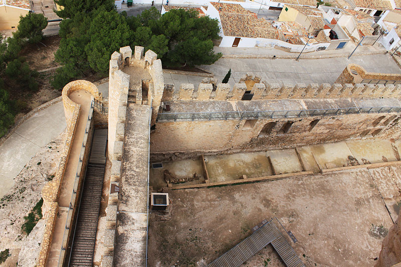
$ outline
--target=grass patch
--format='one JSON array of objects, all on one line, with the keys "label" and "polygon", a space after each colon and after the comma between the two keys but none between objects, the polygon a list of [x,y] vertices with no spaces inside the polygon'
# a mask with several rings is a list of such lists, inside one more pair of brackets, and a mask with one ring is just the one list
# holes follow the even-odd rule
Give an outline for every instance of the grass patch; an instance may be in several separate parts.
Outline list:
[{"label": "grass patch", "polygon": [[29,234],[39,220],[42,219],[43,216],[42,214],[42,205],[43,204],[43,199],[41,198],[32,209],[32,211],[28,214],[28,215],[24,217],[25,222],[21,226],[21,229],[27,234]]},{"label": "grass patch", "polygon": [[6,261],[9,256],[10,256],[10,249],[8,248],[0,252],[0,264]]}]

TASK PROMPT → Lay out the stretch of the records above from their start through the line containing "--format='one JSON array" as a JSON list of strings, one string per line, with blank lines omitted. Leave the pictures out of the answer.

WRITTEN RESPONSE →
[
  "$ outline",
  "--target=grass patch",
  "--format='one JSON array of objects, all on one line, with the keys \"label\" and \"polygon\", a space after each colon and after the comma between the two keys but none between objects, the polygon a list of [x,y] vertices with no spaces inside the polygon'"
]